> _WHAT THE EXERCISE ASKS_:
Output the entries verbatim, including every line.

> _EXTRACTED INFORMATION_:
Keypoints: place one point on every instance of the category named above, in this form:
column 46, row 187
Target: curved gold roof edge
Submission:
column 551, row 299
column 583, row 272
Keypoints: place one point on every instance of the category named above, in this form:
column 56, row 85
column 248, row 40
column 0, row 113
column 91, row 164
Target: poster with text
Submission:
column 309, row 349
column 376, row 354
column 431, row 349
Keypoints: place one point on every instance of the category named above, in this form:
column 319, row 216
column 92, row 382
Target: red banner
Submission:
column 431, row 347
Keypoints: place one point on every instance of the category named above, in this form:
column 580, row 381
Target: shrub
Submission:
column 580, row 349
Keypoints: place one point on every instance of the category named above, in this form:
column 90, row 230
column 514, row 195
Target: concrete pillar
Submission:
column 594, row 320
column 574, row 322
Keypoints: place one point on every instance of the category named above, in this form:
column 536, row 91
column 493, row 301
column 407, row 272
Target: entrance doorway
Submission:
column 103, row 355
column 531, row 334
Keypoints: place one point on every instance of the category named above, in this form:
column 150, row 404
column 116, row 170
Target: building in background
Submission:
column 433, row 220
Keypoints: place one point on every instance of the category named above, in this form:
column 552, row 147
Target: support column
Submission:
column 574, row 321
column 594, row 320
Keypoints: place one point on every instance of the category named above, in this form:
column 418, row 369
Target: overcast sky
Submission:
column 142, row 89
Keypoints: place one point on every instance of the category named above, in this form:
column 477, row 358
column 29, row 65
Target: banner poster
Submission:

> _WRITTEN RESPONSE_:
Keypoints: place one point on every instance of the category named above, in this form:
column 46, row 187
Target: curved gold roof edge
Submission:
column 551, row 299
column 583, row 272
Keypoints: place one point on every instance of the category named above, in this form:
column 56, row 85
column 248, row 40
column 0, row 113
column 91, row 164
Target: poster with text
Submission:
column 309, row 349
column 376, row 354
column 431, row 349
Keypoints: place one point on every instance of the category named above, in this form:
column 319, row 216
column 92, row 382
Target: red banner
Submission:
column 431, row 347
Keypoints: place one point on every instance of the category named above, in this form:
column 580, row 381
Target: shrub
Submission:
column 580, row 349
Keypoints: place one point on every instance of the category named above, in this form:
column 90, row 230
column 514, row 195
Target: concrete pillar
Submission:
column 594, row 320
column 574, row 322
Keypoints: place one point on every instance of the category named above, in this form:
column 536, row 91
column 493, row 301
column 407, row 272
Target: entrance doorway
Submission:
column 103, row 355
column 531, row 334
Keypoints: place one point on every instance of the category named above, in this form:
column 150, row 404
column 116, row 170
Target: building in background
Submission:
column 433, row 220
Keypoints: place one point on every instance of the category named above, in this form:
column 552, row 147
Target: support column
Submission:
column 574, row 321
column 594, row 320
Keypoints: place one point on every instance of the category named above, in this form:
column 418, row 369
Target: overcast sky
Submission:
column 142, row 89
Keypoints: place one point on every instance of the category named above, in this form:
column 477, row 358
column 29, row 65
Target: banner poster
Submission:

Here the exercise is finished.